= EXERCISE TEXT =
---------------

You. The first member of your retirement team may be someone you wouldn't think about: you. Have you sat down and really asked (and answered) the hard questions about the rest of your life? This may not be a comfortable process. What dreams do you need to let go of? Which ones are still achievable? Do you even still have dreams? What are you willing to do to realize them?
Spouse, family, and friends. Retirement team members should also include at least one loved one who knows all the key details of your retirement finances, plan, and related needs. You need someone who is informed and has your best interests at heart, while at the same time can honestly tell you things you may not want to hear. Including key family members in your thoughts about your later years has become formally recognized as "having the conversation." So, when are you going to have the conversation?
Financial adviser. Financial advisers frequently become social workers for their elderly clients. "Social and family issues take on greater importance for older investors, often including a variety of aspects related to lifestyle changes in retirement," according to a report for financial advisers from the Insured Retired Institute, a trade association for companies providing annuities and other retirement investment tools. "Beyond the usual focus on traditional investment advice," it added, "advisers will need to incorporate issues such as power of attorney, guardianship, or professional caregiving."

---------------

= RECORDS =
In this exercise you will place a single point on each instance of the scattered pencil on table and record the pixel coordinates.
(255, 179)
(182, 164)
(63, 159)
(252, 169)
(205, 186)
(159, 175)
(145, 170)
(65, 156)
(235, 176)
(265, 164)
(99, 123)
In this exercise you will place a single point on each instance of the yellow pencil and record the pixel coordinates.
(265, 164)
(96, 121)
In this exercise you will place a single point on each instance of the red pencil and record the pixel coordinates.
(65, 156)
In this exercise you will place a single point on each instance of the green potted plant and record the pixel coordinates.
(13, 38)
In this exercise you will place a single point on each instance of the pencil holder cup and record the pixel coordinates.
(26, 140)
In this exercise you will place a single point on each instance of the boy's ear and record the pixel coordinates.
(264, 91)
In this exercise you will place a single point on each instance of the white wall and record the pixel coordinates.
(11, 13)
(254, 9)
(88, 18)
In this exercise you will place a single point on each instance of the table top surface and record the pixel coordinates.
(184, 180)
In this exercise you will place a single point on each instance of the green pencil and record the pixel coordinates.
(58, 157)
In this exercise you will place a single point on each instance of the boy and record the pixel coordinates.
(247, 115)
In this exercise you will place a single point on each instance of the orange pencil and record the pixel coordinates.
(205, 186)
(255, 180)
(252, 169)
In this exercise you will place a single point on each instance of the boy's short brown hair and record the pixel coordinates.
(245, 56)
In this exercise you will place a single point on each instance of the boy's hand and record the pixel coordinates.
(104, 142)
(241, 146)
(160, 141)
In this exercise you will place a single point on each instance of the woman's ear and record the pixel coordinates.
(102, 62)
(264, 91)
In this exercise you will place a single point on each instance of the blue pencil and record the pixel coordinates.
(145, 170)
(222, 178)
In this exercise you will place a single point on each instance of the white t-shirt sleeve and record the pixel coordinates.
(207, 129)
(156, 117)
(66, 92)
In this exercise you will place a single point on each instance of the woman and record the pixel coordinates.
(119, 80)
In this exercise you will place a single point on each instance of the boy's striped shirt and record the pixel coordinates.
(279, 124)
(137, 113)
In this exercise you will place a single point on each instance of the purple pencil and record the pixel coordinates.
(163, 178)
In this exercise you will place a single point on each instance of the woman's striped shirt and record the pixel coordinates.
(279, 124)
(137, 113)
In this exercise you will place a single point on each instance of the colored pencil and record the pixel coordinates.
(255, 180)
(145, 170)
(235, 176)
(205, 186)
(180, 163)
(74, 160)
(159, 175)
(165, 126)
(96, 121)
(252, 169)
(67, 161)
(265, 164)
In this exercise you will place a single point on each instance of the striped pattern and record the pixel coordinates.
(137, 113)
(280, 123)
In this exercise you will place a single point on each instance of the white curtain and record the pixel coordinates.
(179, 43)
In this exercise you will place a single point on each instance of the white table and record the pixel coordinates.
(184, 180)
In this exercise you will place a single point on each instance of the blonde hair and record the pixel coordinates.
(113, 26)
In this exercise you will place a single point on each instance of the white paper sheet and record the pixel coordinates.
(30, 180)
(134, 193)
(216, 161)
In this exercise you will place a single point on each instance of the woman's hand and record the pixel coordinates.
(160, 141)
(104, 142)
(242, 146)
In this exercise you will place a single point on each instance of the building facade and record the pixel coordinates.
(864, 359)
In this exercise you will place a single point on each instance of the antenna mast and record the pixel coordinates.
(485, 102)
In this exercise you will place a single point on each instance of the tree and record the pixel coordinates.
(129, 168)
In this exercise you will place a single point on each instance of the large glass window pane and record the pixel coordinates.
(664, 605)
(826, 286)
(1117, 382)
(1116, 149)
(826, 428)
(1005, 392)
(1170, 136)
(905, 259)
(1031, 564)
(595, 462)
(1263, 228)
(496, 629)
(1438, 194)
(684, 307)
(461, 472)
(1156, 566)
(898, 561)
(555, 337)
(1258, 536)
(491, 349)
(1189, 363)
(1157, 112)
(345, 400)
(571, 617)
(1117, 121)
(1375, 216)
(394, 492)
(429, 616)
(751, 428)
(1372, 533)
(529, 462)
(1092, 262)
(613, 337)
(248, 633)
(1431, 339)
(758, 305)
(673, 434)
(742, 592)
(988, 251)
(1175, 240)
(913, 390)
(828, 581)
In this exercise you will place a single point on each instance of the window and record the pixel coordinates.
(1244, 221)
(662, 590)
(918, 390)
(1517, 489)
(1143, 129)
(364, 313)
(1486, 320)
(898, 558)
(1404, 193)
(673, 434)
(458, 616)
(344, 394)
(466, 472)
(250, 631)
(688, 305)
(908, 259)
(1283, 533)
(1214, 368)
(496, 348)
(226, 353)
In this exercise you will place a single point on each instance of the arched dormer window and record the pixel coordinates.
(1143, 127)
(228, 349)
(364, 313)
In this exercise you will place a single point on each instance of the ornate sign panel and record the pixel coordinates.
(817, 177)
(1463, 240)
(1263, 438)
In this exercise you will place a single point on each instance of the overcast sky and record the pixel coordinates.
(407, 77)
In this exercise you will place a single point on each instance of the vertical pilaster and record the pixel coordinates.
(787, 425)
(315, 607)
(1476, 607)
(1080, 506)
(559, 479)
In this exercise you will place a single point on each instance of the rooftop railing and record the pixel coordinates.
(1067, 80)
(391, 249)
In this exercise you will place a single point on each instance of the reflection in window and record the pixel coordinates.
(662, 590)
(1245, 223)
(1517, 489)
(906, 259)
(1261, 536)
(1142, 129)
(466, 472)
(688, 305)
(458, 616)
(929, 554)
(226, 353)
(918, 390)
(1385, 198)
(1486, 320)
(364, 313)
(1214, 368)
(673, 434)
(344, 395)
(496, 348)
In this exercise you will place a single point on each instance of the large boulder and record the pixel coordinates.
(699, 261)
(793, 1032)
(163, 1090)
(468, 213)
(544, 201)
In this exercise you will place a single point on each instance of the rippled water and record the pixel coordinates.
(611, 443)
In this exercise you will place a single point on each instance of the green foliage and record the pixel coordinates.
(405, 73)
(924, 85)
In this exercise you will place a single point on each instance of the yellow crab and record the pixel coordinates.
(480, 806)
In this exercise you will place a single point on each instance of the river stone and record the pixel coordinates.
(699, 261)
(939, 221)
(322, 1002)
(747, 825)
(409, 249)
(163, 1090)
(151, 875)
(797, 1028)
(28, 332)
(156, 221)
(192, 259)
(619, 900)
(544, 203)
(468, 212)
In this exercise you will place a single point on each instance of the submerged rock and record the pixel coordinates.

---------------

= TASK REQUIREMENTS =
(a) According to the text on building a retirement team, what kind of organization is the Insured Retired Institute?
(b) Continue the text on building a retirement team from its last sentence.

= ANSWERS BY TASK =
(a) A trade association for companies providing annuities and other retirement investment tools.

(b)
Accountant. If you have someone who does your taxes, consider broadening their role. A good accountant may know more about your financial situation than even your financial adviser. He or she should be in a strong position to provide informed advice about your future needs. At the same time, your tax returns amount to an annual report of your financial condition, and can serve as a good occasion to also review and amend your retirement plan.
Realtor. Our home is often our largest single asset, and can play a central role in retirement. Do you want to stay in your home the rest of your life? Move to a new home nearby or in another community? Get a reverse mortgage? A savvy Realtor can be a big ally in determining how to get the most value out of this valuable asset.
Insurance agent. Insurance is the single largest expense for many retired people. Health insurance garners most of the headlines. But there's home and auto insurance, long-term care insurance, and others. Life insurance may become an estate preservation tool rather than the family-support need it was in your earlier years. Annuities are insurance products. Some seniors get burial insurance. Do you have a go-to person for your insurance needs?
Attorneys. Beyond personal legal matters that may occur, there are several significant legal documents that govern your later years and eventually, your death and estate. Many people stop with a will, which is necessary but not enough. You also need to execute the appropriate healthcare documents. Who will make healthcare decisions on your behalf if you are incapacitated? What are your end-of-life wishes? The specific documents will depend on the state where you live. Retirement accounts, pensions, and other financial products also may contain beneficiary instructions. Are these instructions consistent with the provisions of your will?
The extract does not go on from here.